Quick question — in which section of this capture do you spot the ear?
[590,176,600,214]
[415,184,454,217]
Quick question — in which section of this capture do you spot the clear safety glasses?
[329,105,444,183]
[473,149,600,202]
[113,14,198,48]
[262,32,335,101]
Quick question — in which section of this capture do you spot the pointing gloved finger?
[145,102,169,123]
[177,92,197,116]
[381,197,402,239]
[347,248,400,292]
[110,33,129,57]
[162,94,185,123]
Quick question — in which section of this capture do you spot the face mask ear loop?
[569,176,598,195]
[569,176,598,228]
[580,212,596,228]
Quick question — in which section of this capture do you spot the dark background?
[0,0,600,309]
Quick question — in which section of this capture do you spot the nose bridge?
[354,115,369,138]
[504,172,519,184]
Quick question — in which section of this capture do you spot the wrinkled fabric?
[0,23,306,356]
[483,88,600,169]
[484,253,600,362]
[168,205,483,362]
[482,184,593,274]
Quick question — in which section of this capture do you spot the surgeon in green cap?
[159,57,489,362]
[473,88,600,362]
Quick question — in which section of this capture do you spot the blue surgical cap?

____________________

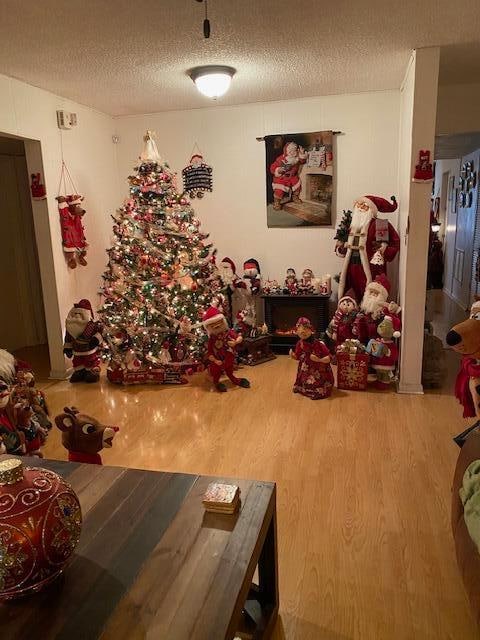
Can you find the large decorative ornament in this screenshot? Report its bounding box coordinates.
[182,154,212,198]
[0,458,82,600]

____________________

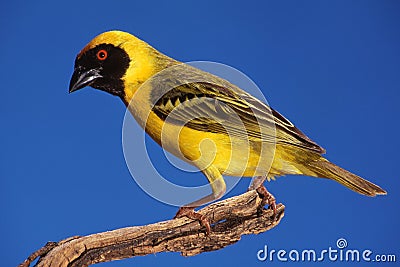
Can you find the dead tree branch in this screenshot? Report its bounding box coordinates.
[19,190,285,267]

____________________

Switch "section" to "part" in everything from the line containing "the nose bridge?" down to the line containing "[473,88,600,362]", and return only those lines with nothing else changed.

• **The output**
Quick question — in which part of this capture do you spot the nose bridge?
[354,115,369,138]
[504,172,519,184]
Quick question — in which part of this capture do you spot the wrinkled fabric?
[0,23,306,356]
[483,88,600,169]
[484,253,600,362]
[168,205,483,362]
[482,184,593,274]
Quick question — in which part of this capture do you spot the surgeon in green cap?
[159,57,489,362]
[473,88,600,362]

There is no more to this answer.